### Trecho fornecido
╔══
Um clima de festa acompanhou, principalmente na Alemanha, a deflagração da I Guerra Mundial: as fotos nos mostram a imagem de jovens que correm para alistar-se com o mesmo entusiasmo com que se vai a um encontro erótico. Quem ficou encantado por aquela guerra “grande e maravilhosa”, de acordo com a definição de Max Weber, foram também intelectuais de primeira ordem e amplas camadas da população. Uma testemunha excepcional, Stefan Zweig (1968, p. 207), assim descreveu o clima espiritual de Viena nos dias à declaração de guerra:
Cada um era chamado a jogar na multidão inflamada seu “eu” pequeno e mesquinho para purificar-se de todo egoísmo. Todas as diferenças de classe, de língua, de religião eram, naquele momento grandioso, submersas pela grande correnteza da fraternidade.
A terrível prova diante da qual o país se encontrava tornava necessária a união estreita do povo, uma fusão das existências e das consciências nunca antes experimentada. A eclosão do conflito gigantesco marcava a hora da desindividualização (Entselbstung), do arrebatamento comum na totalidade (gemeinsame Entrückung in das Ganze). O amor ardente da comunidade rompe os limites do eu. Cada um se torna um só sangue e um só corpo com os outros, todos unidos na irmandade, prontos para anular o próprio eu no serviço.
╚══
### Dados fornecidos
╔══
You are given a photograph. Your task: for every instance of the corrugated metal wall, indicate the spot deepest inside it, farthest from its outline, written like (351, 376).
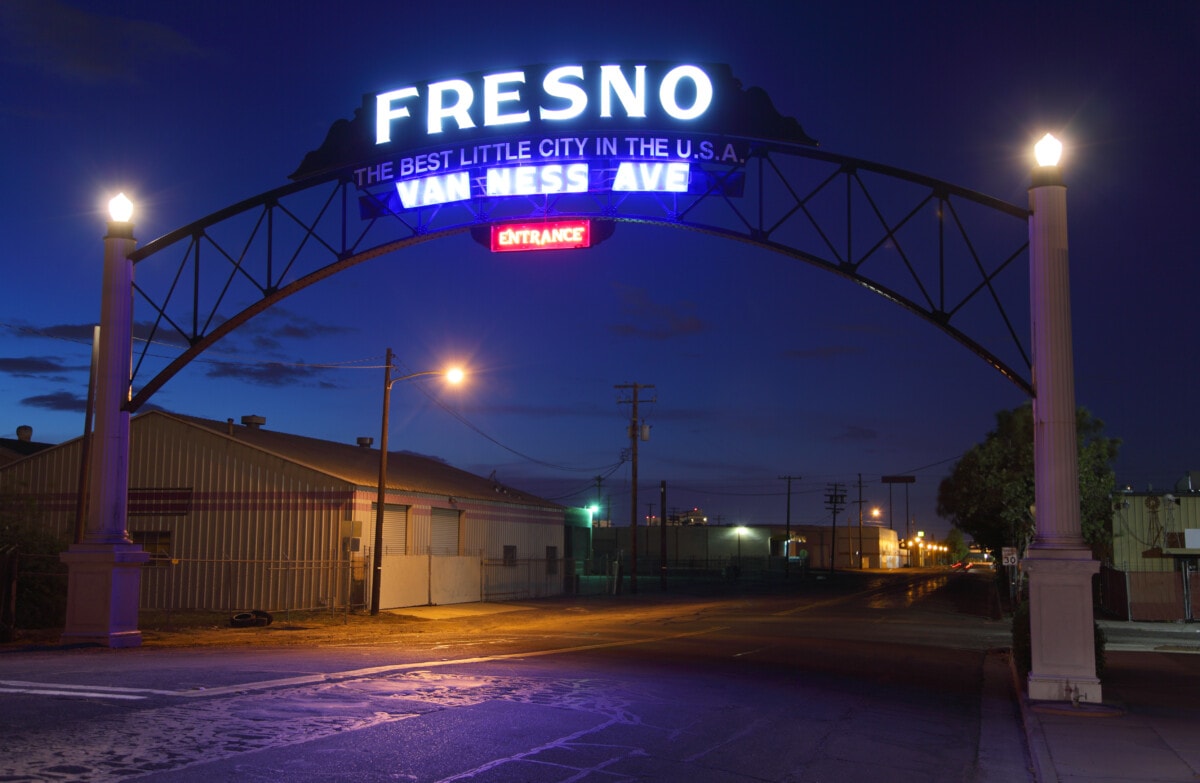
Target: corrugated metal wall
╚══
### O que se pede
**1.** No trecho sobre a I Guerra Mundial, como Max Weber definiu aquela guerra?
**2.** Retome o trecho sobre a I Guerra Mundial logo após a última frase e siga com o texto.

### Respostas abaixo
**1.** Como uma guerra “grande e maravilhosa”.

**2.**
Quem se expressava assim era Marianne Weber (1926, p. 526): a linguagem da experiência mística aqui utilizada ecoava amplamente na cultura e na publicística do tempo. Na linha de frente, os soldados corriam prontos para morrer, mas, principalmente na Alemanha, a filosofia e a cultura dominantes celebravam a prova das armas e a disponibilidade ao sacrifício como uma espécie de exercícios espirituais: esses tirariam o indivíduo do pensamento calculista e da banalidade e vulgaridade da existência cotidiana, realizando a comunhão dos espíritos que, até aquele momento, era impossível por causa do conflito social e do apego unilateral aos bens materiais. Sim, os soldados na linha de frente eram obrigados a enfrentar sacrifícios e privações e a desafiar diariamente a morte, mas essa árdua provação revelava-se uma pedagogia benéfica, que transformava garotos imberbes e fracos em homens de personalidade rica e madura e com um sentido da existência mais viril e profundo; naturezas toscas e nada sociáveis voltavam do campo de batalha mais gentis e com uma percepção mais aguda dos valores da vida em comum e da solidariedade.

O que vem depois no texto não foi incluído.